> Given records:
-- Begin --
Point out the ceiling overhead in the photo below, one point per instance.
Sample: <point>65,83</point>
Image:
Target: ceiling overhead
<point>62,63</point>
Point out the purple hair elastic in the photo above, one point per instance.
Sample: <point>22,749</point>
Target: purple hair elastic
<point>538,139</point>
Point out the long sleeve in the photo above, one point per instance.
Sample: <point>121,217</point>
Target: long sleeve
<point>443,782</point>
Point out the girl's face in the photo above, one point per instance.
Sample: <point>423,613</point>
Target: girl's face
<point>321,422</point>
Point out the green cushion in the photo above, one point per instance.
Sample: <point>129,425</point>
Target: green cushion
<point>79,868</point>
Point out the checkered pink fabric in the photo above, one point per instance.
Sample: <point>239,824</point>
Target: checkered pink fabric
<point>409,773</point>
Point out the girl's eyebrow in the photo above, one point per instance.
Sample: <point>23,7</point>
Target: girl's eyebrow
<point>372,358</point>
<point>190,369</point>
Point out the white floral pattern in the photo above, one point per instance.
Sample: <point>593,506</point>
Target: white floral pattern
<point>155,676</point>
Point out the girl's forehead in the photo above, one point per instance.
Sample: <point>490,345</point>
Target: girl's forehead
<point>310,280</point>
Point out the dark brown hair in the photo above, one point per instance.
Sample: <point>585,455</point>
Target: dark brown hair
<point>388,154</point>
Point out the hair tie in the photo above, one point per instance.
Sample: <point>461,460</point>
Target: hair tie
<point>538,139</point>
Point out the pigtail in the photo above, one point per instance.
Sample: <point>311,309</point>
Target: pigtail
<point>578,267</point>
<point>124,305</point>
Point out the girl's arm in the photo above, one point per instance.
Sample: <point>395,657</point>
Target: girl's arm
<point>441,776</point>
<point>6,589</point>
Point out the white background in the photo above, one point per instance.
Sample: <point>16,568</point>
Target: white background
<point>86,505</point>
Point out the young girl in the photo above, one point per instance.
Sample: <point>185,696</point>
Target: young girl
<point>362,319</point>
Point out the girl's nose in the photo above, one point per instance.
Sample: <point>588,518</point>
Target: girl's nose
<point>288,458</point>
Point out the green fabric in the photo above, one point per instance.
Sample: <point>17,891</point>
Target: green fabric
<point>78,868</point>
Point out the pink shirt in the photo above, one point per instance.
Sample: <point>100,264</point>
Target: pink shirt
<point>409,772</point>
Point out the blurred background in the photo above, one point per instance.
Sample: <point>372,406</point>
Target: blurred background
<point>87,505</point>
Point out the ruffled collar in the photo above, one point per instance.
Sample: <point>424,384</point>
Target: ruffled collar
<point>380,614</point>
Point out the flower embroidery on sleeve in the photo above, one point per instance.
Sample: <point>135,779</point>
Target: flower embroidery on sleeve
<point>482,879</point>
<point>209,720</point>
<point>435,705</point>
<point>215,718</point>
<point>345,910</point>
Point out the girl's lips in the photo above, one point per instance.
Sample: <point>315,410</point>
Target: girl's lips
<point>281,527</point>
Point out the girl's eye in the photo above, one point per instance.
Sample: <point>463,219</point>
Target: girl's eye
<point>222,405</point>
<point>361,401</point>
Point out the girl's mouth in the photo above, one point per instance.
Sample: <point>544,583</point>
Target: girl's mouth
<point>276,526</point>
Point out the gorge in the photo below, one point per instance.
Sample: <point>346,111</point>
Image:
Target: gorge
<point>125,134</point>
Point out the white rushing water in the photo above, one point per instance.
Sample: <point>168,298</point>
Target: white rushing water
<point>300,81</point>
-- End --
> Description of the task:
Reproduce the stretch from the line containing "Point out the gorge" through the last of the lines, requests included, and multiply every answer coordinate by 0.6, rounding to whole numbers with halves going up. Leave the numbers in the requests and their sample points as they are.

> Expected output:
Point out the gorge in the photo below, one point per instance.
Sample: <point>346,111</point>
Image:
Target: gorge
<point>75,80</point>
Point out the white rushing water in the photo above, one point per instance.
Sample: <point>168,298</point>
Target: white rushing water
<point>180,49</point>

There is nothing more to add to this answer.